[TASK DESCRIPTION]
Turn the lines below into a numbered list, omitting any blank lines.

(Coordinate annotation entries)
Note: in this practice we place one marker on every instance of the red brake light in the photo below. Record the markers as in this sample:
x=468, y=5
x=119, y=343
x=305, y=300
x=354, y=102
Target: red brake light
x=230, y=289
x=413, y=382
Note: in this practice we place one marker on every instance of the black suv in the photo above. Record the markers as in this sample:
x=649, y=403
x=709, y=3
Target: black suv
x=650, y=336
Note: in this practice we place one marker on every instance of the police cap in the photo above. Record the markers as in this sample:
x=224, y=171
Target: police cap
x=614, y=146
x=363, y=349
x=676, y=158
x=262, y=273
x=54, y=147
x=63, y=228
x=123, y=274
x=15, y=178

[RESULT OF THIS EXERCISE]
1. Note: in this practice we place one marker on every instance of the red brake light in the photo below. Record the markers as in this sample:
2. x=468, y=5
3. x=119, y=343
4. x=305, y=300
5. x=354, y=102
6. Target: red brake light
7. x=230, y=289
8. x=413, y=382
9. Note: in this practice we place one marker on every instance of the black suv in the photo above. Record the markers as in this sample:
10. x=649, y=403
11. x=709, y=3
12. Target: black suv
13. x=650, y=336
14. Note: in this practice we place one marker on every instance of the police cap in the photo above. Record the markers as in this sample:
15. x=224, y=171
16. Target: police cap
17. x=614, y=146
18. x=363, y=349
19. x=676, y=158
20. x=262, y=273
21. x=54, y=147
22. x=63, y=228
23. x=123, y=274
24. x=15, y=178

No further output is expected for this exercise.